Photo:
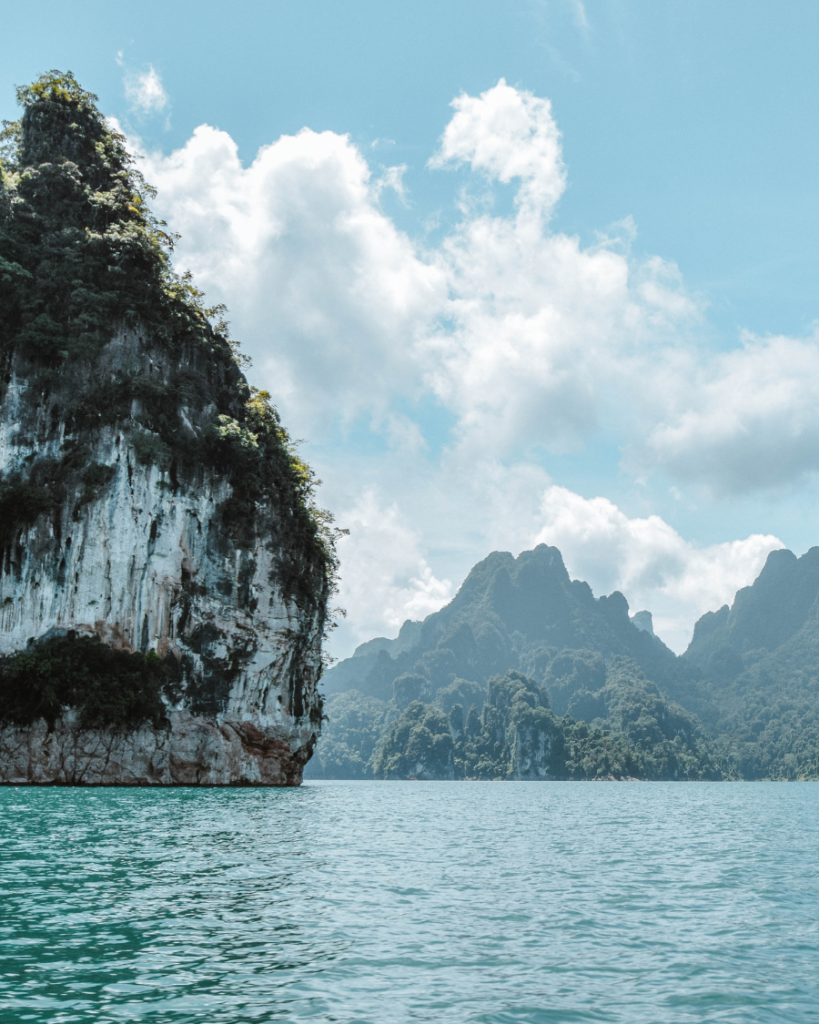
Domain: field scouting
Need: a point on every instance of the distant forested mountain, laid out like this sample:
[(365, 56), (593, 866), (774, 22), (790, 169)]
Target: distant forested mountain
[(526, 675)]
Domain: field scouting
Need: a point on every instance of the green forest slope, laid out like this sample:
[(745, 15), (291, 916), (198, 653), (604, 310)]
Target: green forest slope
[(526, 675)]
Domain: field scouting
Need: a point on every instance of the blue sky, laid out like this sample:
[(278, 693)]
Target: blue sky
[(630, 374)]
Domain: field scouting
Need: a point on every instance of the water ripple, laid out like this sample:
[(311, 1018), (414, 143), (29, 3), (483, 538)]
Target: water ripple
[(387, 903)]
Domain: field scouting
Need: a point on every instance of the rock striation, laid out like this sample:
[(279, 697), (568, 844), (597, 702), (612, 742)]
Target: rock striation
[(148, 497)]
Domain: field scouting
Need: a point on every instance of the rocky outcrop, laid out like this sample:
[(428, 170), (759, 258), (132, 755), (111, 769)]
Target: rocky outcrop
[(190, 751), (148, 497)]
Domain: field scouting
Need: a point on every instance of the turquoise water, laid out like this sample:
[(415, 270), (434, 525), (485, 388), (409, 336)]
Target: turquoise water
[(412, 901)]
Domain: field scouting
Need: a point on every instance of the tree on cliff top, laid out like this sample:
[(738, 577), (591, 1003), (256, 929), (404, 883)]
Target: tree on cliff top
[(82, 258)]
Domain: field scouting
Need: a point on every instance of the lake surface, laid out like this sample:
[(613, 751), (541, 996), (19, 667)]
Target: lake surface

**Problem:**
Return the lines above word for word, leaving out the pictures.

**Final result:**
Photo:
Domain: field scouting
Need: a point on every instance of the distant forested mountain, laid out like this sample:
[(365, 56), (593, 866), (774, 22), (790, 169)]
Target: distant forested mountain
[(526, 675)]
Domain: field scouting
Need: a point on every instance of the green forest slope, laid out like this sample:
[(745, 15), (291, 916), (198, 653), (604, 310)]
Target: green forest slope
[(526, 675)]
Domain: field scouting
Need: a point on every instance of the blue sky, laid out like this sample:
[(278, 693)]
Target: blue sky
[(630, 374)]
Domain: field scouting
Need: a point on every instance of the water ripple, laid out like this sample:
[(311, 1018), (414, 143), (29, 3), (483, 538)]
Target: water ripple
[(387, 903)]
Domain: field scouting
Need: a point on every instance of the rock striation, laid out like this sample:
[(279, 697), (568, 844), (597, 702), (612, 742)]
Target: rock striation
[(148, 497)]
Domain: field scouting
Need: a point on every instance of the rocky outcrop, laid out like this sample:
[(428, 170), (759, 258), (132, 755), (111, 769)]
Target: rocky outcrop
[(190, 751), (148, 497)]
Domain: field scouting
Need: a point on every instance of the turquoise water, laid out like this sample:
[(415, 270), (434, 525), (485, 388), (409, 336)]
Target: turquoise water
[(412, 901)]
Domain: field scouting
Need: a point on every instance of the tree on cliff top, laid out like this sample:
[(738, 577), (591, 1003), (256, 929), (404, 883)]
Target: tree on cliff top
[(82, 258)]
Domain: field scouting
Need: a point on every instance of the lake surface, laid out like this sample:
[(613, 751), (541, 996), (19, 667)]
Target: lake surface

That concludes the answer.